[Data shown Boundary: Start]

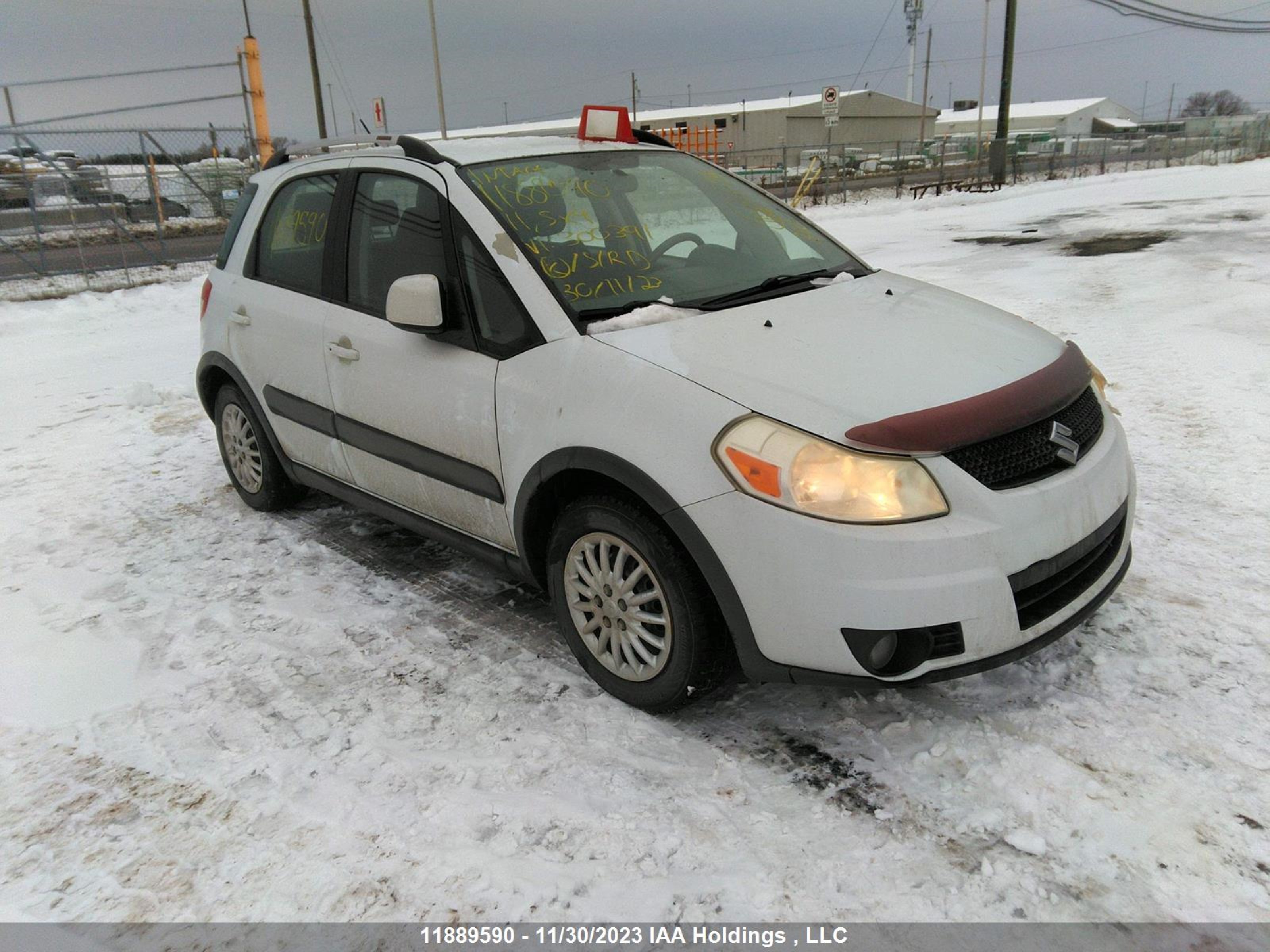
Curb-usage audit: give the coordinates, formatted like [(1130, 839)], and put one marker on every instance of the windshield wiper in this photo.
[(600, 314), (775, 282)]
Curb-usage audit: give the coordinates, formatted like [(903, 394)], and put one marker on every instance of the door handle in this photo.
[(341, 351)]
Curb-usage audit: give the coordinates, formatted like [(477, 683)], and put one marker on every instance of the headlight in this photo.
[(795, 470)]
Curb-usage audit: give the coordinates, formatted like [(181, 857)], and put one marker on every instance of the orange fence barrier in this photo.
[(703, 141)]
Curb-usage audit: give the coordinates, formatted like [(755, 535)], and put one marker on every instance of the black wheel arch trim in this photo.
[(216, 361), (755, 666)]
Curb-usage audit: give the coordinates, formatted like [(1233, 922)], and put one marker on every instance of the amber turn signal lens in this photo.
[(760, 474)]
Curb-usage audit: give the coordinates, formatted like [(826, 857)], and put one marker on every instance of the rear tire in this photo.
[(633, 606), (254, 469)]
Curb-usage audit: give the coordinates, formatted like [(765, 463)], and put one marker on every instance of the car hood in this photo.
[(850, 353)]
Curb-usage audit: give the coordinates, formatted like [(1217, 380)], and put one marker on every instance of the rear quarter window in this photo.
[(241, 211), (292, 235)]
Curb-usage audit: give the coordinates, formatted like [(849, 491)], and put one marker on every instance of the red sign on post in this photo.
[(601, 124)]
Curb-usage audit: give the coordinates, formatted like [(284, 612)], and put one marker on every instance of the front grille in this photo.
[(1047, 587), (1027, 455)]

[Data shown Boundary: End]

The line containing "window in this photo." and every line after it, through the end of the records above: output exactly those, and nothing else.

Result of this exercise
Curb-usage audit: give the coordinates, formatted like [(1217, 380)], and put one marker on every instance of the rear quarter window in this photo.
[(241, 211), (292, 235)]
Curb-usage audit: give the coordinates, formatted like [(849, 491)], and put one marker on every instance of the red sign on post in this photo.
[(601, 124)]
Curb-usage audit: give the coordinates, formatted like [(284, 612)], and put one marker on every instance of the front grille in this photo.
[(1047, 587), (1027, 455)]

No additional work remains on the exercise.